Text provided ::
Mr. WONG Koon Cheung (Non-Executive Director)
Mr. WONG Koon Cheung, aged 76, has over 57 years of experience in retailing and manufacturing of jewellery in Hong Kong. He joined the Group in 1992 and is a non-executive director of the Company. As at the Latest Practicable Date, Mr. WONG had 247,498,266 Shares within the meaning of Part XV of the SFO. He was re-appointed as a non-executive director for two years up to 31st March 2010 but subject to retirement by rotation and re-election at the annual general meeting of the Company in accordance with the Company’s Bye-laws. Mr. WONG provides general consultancy services to the Company at the annual fee of HK$115,000. He is also entitled to a director’s fee of HK$55,000 per annum.
Mr. CHAN Wai (Non-Executive Director)

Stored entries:
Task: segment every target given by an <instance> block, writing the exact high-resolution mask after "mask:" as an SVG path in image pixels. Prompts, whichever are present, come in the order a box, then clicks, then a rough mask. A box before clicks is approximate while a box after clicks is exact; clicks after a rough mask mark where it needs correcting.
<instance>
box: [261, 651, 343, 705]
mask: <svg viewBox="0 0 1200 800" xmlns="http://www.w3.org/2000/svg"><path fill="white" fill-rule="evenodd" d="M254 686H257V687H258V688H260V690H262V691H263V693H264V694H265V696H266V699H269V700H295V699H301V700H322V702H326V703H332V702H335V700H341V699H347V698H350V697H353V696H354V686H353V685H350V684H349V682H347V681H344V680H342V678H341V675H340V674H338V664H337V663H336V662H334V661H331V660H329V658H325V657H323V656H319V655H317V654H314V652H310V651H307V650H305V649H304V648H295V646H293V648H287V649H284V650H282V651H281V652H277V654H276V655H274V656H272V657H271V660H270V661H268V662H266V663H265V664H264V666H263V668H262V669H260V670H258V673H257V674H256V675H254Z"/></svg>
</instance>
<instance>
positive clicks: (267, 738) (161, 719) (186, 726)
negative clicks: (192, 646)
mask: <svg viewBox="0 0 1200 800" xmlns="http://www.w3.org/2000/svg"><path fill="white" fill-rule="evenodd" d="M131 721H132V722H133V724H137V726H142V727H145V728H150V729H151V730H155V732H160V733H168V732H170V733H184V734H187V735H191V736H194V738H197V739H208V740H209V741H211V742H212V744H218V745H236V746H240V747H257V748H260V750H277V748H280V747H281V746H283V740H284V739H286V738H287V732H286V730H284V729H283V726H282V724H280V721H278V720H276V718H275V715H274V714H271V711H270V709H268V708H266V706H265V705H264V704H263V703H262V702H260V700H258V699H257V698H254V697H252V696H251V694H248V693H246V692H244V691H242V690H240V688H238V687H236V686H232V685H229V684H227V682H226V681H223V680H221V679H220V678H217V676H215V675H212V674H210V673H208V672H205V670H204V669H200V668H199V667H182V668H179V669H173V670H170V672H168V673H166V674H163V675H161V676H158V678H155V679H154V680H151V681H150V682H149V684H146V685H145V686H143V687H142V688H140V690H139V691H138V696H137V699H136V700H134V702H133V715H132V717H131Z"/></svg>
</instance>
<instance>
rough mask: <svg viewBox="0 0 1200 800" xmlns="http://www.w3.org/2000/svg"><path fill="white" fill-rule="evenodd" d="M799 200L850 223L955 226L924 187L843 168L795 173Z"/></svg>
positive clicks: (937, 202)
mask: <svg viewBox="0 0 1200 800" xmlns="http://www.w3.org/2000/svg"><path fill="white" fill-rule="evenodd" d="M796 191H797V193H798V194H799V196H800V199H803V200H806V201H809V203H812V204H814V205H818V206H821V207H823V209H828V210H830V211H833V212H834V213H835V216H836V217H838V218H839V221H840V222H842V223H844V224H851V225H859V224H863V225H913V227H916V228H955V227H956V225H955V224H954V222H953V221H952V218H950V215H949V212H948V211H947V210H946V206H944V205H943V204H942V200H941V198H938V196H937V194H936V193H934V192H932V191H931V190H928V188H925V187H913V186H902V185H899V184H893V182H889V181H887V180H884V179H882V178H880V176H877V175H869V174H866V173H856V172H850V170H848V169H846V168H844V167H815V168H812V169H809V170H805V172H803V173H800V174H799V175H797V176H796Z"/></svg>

Parts of the exercise ::
• A. In the director biography text, list every number written with digits, in the order they appear.
• B. Count the lines of the entries that contain the string "clicks", treating uppercase and lowercase as different.
The text and the entries were taken from unrelated sources.

Solved problems ::
• A. 76, 57, 1992, 247,498,266, 31, 2010, 115,000, 55,000

• B. 4